Your objective: Reproduce every entry exactly.

Data:

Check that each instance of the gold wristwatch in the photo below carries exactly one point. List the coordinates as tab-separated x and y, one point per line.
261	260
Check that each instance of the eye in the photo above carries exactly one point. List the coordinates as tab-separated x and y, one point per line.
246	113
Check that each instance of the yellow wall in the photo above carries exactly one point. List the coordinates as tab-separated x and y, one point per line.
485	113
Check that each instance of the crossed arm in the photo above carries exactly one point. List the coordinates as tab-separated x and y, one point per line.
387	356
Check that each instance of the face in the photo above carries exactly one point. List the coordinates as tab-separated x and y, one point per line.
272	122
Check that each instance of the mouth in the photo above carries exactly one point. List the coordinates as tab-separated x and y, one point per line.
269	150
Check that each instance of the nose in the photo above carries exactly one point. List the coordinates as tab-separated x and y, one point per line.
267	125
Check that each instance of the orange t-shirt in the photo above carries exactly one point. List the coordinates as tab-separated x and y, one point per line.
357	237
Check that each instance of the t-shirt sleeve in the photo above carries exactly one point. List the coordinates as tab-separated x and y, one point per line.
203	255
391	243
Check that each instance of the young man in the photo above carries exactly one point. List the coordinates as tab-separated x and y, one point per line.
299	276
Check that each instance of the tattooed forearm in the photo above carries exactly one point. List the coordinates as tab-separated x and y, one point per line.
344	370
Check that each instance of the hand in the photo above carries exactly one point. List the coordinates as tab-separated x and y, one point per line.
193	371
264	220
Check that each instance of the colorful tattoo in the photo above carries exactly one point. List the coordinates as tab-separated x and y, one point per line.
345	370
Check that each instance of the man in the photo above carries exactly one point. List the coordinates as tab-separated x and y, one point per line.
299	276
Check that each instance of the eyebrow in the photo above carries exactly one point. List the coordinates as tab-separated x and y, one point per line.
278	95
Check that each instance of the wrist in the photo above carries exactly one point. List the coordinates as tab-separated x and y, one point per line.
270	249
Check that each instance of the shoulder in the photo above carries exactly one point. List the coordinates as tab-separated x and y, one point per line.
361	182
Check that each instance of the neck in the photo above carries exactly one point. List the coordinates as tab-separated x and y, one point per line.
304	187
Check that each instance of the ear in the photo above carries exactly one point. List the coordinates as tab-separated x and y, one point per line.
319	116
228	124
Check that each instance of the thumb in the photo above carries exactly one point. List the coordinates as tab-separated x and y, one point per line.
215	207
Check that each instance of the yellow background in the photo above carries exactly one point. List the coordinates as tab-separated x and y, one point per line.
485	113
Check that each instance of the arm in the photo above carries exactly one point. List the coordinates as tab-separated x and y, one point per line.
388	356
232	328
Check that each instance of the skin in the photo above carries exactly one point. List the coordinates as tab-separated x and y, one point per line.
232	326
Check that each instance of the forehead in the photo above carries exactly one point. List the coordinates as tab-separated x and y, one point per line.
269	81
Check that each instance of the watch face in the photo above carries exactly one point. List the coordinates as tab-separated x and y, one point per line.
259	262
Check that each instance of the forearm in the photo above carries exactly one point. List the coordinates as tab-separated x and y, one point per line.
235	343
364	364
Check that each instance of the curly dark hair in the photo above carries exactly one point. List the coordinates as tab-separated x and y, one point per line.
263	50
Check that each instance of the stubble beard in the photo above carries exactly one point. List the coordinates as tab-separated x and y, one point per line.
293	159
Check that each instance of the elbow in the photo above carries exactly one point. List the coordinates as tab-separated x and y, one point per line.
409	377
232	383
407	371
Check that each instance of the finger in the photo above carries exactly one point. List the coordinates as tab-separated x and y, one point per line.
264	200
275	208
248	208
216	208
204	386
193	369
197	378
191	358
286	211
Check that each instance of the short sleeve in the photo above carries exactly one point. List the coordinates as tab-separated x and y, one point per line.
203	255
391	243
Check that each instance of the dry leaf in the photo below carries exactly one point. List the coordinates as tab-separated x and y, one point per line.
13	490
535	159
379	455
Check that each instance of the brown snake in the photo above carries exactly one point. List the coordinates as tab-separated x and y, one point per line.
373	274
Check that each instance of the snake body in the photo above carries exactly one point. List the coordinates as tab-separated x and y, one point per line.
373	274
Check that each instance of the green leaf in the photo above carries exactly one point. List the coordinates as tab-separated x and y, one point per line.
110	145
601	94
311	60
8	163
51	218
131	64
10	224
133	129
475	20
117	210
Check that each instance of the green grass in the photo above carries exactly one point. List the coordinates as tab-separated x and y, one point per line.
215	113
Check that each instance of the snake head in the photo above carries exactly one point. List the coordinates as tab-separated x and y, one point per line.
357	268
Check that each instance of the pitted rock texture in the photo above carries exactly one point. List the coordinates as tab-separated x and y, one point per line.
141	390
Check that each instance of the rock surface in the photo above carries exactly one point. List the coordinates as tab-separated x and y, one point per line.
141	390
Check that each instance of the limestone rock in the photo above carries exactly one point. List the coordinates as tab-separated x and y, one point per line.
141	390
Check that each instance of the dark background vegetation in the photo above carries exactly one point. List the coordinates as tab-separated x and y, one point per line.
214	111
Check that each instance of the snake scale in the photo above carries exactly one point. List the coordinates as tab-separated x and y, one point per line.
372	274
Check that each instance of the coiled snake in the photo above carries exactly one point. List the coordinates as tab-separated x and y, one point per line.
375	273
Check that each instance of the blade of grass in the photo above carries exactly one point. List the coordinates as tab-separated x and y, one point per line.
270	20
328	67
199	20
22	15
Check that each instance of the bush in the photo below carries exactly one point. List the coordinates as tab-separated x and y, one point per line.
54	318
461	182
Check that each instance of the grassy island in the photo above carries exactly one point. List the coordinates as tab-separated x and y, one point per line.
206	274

Task solution:
Check that each instance of the gold wristwatch in the photo below carries exactly one point. List the coordinates as tab-separated x and y, one point per line.
261	260
Check that each instance of the eye in the photo above carries exactly one point. List the coordinates as tab-separated x and y, one point per line.
246	113
Check that each instance of the yellow wall in the photo above carries exactly one point. List the coordinates as tab-separated x and y, one point per line.
485	113
Check that each instance of the crossed arm in the photo above carries exactly one point. List the coordinates as tab-separated x and y, one point per line.
387	356
Check that each instance of the face in the photo above carries exactly one point. List the coordinates as tab-separated x and y, one point per line.
272	122
Check that each instance of the mouth in the photo above carries exactly one point. List the coordinates as tab-separated x and y, one point per line.
269	150
Check that each instance of the nose in the photo above carries exactly one point. List the coordinates as tab-separated x and y, one point per line.
267	125
Check that each instance of the orange t-shirt in the photo above carries exactly one point. List the coordinates as tab-separated x and y, one point per line.
357	237
Check that each instance of the t-shirt sleeve in the photo above carries exactly one point. List the coordinates as tab-separated x and y, one point per line.
203	255
391	243
Check that each instance of the young man in the photo above carries exactly one point. List the coordinates as tab-separated x and y, one point per line.
299	276
Check that each instance of the tattooed forearm in the photo above carries exactly one point. List the coordinates as tab-separated x and y, one point per line.
344	370
Check that each instance of the hand in the photo above carries exactly one point. List the coordinates as tab-separated x and y, one point per line.
193	371
264	220
Check that each instance of the colorful tattoo in the photo above carries exactly one point. List the coordinates as tab-separated x and y, one point per line.
345	370
Check that each instance of the man in the photo above carries exactly one point. List the coordinates as tab-separated x and y, one point per line.
299	276
Check that each instance of the eyebrow in the photo above carries exactly one point. List the coordinates as tab-separated x and y, one point per line.
278	95
Check that each instance of the wrist in the photo above carries exactly one point. List the coordinates as tab-separated x and y, one point per line.
270	249
Check that each instance of the shoulder in the photo above carries exactly one point. List the coordinates as tab-separated x and y, one point per line.
361	182
Check that each instance of the neck in the photo above carries exactly one point. List the coordinates as tab-separated x and y, one point per line.
304	187
Check that each instance of the ear in the photo above carries exactly one point. List the coordinates as tab-separated x and y, one point per line.
319	116
228	124
Check that each instance of the thumb in the photo above carries exactly one point. List the coordinates as tab-separated x and y, one point per line.
215	207
Check that each instance of the yellow background in the photo above carries exactly one point. List the coordinates as tab-separated x and y, one point per line.
485	113
Check that each instance of the arm in the photo above carries exactly one point. List the coordinates as tab-separated x and y, one point per line.
388	356
232	328
Check that each instance of the skin in the photo above carries exactly one point. List the coordinates as tab-separated x and y, one point per line.
232	326
Check that each instance of the forehead in the photo above carries exactly one point. List the coordinates as tab-separated x and y, one point per line.
269	81
Check that each instance of the watch face in the photo above carries exactly one point. List the coordinates as tab-separated x and y, one point per line.
259	262
Check that each instance of the forearm in the photo above carries exactly one point. List the coordinates as tab-separated x and y, one point per line.
235	343
364	364
Check that each instance of the curly dark hair in the photo above carries exactly one point. List the coordinates as tab-separated x and y, one point per line.
263	50
Check that each instance of the stubble beard in the photo above carries exactly one point. List the coordinates as tab-separated x and y, one point per line.
293	159
Check that each instance of the elbow in the photo above carries exactly one point. List the coordinates as tab-separated x and y, one point per line.
409	377
232	383
407	371
Check that each instance of the finger in the photo above carries exactly one point. List the coordinates as tab-separated x and y, one point per line.
264	200
275	208
248	208
216	208
204	386
193	369
197	378
191	358
286	211
Check that each instance of the short sleeve in the photo above carries exactly one point. List the coordinates as tab-separated x and y, one point per line.
203	255
391	243
Check that each instance of the dry leaf in the photo below carries exactly one point. List the coordinates as tab-separated x and y, one point per line.
13	490
535	159
379	455
Check that each instance of the brown snake in the photo above carries exactly one point. List the coordinates as tab-separated x and y, one point per line.
373	274
Check that each instance of the snake body in the photo above carries exactly one point. List the coordinates as tab-separated x and y, one point per line.
373	274
Check that each instance of the green leaf in the photo above carries exactly one point. List the coordinates as tab-separated x and y, one point per line.
110	145
601	94
311	60
8	163
51	218
131	64
10	224
133	129
475	20
117	210
Check that each instance of the green grass in the photo above carries exactly one point. List the coordinates as tab-separated x and y, one point per line.
215	113
Check that each instance of the snake head in the photo above carries exactly one point. List the coordinates as tab-separated x and y, one point per line.
357	268
Check that each instance of the pitted rock texture in the photo above carries exactly one point. List the coordinates as tab-separated x and y, one point per line.
141	390
Check that each instance of the rock surface in the photo above carries exactly one point. List the coordinates as tab-separated x and y, one point per line.
141	390
Check that each instance of the limestone rock in the photo above carries exactly one point. List the coordinates as tab-separated x and y, one point per line.
141	390
Check that each instance of the dark background vegetation in the photo above carries exactly one point. List the coordinates as tab-separated x and y, one point per line.
214	111
Check that each instance of the snake scale in the photo above carries exactly one point. List the coordinates as tab-separated x and y, one point per line.
372	274
Check that each instance of the coiled snake in the photo above carries exactly one point. List the coordinates as tab-separated x and y, one point per line.
375	273
Check that each instance of the blade of grass in the photo above carries exactly one point. List the coordinates as tab-separated x and y, one point per line.
270	20
328	67
199	20
22	15
Check that each instance of the bush in the photo below carries exactly one point. List the coordinates as tab-separated x and y, one point per line.
54	318
461	182
Check that each instance of the grassy island in the photo above carries exactly one point. List the coordinates as tab-separated x and y, one point per line.
206	274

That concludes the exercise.